::: Available data :::

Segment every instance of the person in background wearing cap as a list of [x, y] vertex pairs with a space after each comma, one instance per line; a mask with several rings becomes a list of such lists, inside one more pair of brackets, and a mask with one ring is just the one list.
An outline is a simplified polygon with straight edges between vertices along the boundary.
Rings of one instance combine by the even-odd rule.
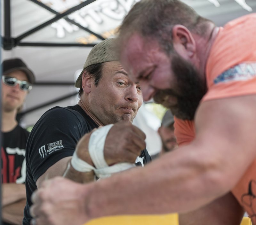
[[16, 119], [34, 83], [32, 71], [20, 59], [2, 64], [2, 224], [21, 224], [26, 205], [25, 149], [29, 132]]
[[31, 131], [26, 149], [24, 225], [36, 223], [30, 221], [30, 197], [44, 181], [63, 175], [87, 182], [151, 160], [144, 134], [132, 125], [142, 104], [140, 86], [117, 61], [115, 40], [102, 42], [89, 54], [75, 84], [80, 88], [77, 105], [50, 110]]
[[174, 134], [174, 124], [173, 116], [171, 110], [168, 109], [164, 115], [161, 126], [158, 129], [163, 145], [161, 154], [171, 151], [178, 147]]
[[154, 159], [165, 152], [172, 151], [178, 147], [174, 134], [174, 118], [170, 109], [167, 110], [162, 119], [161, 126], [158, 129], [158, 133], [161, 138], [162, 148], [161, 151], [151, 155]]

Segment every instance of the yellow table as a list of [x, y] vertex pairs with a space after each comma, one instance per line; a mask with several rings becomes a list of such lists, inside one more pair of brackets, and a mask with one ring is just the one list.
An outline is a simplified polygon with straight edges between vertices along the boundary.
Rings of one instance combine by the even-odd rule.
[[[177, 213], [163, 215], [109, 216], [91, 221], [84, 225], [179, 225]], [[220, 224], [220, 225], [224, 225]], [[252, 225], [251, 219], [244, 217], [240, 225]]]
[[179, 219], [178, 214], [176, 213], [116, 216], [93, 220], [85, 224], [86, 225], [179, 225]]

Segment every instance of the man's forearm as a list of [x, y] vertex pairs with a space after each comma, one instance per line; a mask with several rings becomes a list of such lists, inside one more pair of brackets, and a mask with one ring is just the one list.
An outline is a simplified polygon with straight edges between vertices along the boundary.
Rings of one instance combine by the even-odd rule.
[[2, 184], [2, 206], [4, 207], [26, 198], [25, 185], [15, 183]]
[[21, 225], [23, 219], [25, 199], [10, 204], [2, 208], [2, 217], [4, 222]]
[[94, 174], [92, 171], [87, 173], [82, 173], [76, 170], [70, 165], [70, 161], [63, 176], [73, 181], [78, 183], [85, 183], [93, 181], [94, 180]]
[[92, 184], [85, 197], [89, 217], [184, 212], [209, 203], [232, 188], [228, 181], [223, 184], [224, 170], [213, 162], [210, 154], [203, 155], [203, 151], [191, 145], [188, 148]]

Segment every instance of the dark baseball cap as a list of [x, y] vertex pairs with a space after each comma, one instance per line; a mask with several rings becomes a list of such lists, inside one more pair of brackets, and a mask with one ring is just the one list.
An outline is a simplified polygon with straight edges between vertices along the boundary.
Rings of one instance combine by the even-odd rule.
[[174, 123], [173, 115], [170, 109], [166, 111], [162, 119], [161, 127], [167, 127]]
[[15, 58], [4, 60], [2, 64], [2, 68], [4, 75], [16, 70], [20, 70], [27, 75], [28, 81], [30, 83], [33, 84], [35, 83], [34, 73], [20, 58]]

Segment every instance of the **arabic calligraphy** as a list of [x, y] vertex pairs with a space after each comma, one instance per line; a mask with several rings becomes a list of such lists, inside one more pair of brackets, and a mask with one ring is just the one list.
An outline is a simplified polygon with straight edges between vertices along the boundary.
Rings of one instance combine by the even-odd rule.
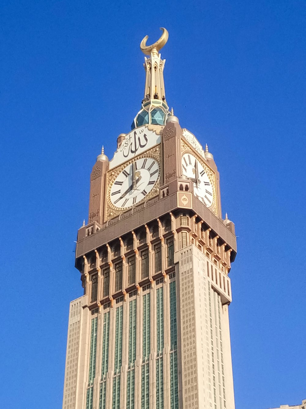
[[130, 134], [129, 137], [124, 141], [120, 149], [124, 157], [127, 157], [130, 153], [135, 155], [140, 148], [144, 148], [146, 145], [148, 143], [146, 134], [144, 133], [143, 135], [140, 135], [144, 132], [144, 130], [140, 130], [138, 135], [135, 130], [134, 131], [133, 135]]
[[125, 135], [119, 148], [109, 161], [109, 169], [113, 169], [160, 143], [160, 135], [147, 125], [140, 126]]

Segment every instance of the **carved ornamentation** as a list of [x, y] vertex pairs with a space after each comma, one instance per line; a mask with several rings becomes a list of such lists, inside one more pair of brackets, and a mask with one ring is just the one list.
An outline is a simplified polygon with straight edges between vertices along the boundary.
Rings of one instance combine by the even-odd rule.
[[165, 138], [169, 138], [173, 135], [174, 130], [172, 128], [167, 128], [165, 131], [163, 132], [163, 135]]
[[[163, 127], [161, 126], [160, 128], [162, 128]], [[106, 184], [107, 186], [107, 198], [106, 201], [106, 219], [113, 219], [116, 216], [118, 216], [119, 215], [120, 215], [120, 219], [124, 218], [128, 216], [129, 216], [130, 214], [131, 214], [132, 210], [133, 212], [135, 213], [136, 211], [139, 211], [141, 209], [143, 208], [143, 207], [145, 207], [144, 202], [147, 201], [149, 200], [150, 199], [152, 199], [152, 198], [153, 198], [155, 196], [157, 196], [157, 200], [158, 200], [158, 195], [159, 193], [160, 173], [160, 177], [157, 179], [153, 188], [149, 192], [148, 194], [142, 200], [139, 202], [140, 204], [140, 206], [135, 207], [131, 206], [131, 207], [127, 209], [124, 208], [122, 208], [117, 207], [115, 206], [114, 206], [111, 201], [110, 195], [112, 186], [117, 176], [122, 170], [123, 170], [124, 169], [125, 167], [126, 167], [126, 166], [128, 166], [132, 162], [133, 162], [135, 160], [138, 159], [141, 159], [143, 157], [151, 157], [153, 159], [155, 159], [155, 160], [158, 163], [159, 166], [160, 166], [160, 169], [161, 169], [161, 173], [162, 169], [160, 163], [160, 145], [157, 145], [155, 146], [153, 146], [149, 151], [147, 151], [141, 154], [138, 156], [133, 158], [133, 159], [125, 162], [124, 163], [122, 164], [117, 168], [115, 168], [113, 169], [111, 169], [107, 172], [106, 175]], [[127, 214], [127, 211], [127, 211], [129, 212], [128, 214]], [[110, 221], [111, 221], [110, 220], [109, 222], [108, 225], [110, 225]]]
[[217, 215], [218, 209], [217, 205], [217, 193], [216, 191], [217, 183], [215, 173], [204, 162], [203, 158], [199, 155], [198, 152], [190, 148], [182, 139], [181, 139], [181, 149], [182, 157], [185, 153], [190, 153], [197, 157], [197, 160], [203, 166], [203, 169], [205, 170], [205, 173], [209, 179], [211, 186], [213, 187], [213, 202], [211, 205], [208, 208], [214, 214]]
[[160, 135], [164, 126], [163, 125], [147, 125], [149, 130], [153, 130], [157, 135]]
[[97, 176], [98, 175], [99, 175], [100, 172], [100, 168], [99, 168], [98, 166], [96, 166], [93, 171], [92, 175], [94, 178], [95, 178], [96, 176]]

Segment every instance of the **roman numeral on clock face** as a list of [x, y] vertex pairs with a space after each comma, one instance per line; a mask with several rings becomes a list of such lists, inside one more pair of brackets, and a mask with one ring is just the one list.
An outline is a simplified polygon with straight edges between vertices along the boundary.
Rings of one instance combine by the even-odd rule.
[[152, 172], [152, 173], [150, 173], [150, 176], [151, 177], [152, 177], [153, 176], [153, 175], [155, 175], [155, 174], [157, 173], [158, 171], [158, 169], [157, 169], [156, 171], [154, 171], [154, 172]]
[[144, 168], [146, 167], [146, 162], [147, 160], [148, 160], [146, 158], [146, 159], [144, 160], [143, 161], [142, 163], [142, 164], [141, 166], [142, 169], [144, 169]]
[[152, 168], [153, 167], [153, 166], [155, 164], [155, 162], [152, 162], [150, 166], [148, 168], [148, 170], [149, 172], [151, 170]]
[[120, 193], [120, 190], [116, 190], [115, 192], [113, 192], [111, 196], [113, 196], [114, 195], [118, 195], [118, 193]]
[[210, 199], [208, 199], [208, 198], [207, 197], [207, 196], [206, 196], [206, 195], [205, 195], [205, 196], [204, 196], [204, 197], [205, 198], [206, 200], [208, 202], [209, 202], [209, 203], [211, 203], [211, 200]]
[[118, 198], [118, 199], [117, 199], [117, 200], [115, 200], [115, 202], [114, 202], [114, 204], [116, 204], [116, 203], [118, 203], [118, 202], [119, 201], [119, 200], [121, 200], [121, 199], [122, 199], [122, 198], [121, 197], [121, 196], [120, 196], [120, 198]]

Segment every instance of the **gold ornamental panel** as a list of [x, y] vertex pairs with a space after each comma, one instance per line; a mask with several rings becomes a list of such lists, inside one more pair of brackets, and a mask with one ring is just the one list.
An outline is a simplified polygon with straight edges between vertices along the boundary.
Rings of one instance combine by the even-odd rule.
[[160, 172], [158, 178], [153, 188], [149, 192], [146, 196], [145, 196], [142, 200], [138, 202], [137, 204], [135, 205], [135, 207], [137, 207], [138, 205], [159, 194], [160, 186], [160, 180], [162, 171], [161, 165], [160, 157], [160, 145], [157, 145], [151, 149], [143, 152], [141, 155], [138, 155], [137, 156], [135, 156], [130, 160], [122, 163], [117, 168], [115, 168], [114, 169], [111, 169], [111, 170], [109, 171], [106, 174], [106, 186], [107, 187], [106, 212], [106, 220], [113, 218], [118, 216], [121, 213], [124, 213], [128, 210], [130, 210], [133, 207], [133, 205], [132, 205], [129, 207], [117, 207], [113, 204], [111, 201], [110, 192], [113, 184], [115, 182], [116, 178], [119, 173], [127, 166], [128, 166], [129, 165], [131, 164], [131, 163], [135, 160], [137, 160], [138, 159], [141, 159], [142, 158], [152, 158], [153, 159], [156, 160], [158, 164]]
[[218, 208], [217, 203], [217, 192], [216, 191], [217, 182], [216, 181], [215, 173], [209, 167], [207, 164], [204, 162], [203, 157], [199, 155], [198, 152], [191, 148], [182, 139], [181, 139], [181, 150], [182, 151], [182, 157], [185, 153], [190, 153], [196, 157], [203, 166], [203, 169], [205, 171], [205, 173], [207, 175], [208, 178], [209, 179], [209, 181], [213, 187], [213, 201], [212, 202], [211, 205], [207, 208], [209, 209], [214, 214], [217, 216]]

:::

Extract the items exactly, beginning at the line that contains "Segment every instance of the dark" and ending after the line that contains "125], [140, 126]]". Omit the pictures from your copy.

> _Complete response_:
Segment every instance of the dark baseball cap as a list of [x, y] vertex pairs with a space after each comma, one instance per line; a mask with several rings becomes a list of such lists, inside one more pair of brackets, and a mask with one ring is just the one list.
An outline is a simplified polygon with straight edges between vertices along the boundary.
Rings of one instance combine by the even-odd rule.
[[174, 123], [173, 115], [170, 109], [166, 111], [162, 119], [161, 127], [167, 127]]
[[15, 58], [4, 60], [2, 64], [2, 68], [4, 75], [16, 70], [20, 70], [27, 75], [28, 81], [30, 83], [33, 84], [35, 83], [34, 73], [20, 58]]

Segment every instance of the **arabic calligraphy** as a list of [x, y] vertex pairs with a space after each comma, one instance per line; a mask with several rings becomes a list of such lists, inside one more pair of brackets, and a mask with one ring is just the one list.
An outline is a simplified polygon with straight edges between vertices along the boundary.
Rings of one instance combine by the even-odd rule.
[[130, 134], [129, 137], [124, 141], [120, 149], [124, 157], [127, 157], [130, 153], [135, 155], [140, 148], [144, 148], [146, 145], [148, 143], [146, 134], [144, 133], [143, 135], [140, 135], [144, 132], [144, 130], [140, 130], [138, 135], [135, 130], [134, 131], [133, 135]]
[[125, 135], [119, 148], [109, 161], [109, 169], [113, 169], [160, 143], [160, 135], [147, 125], [140, 126]]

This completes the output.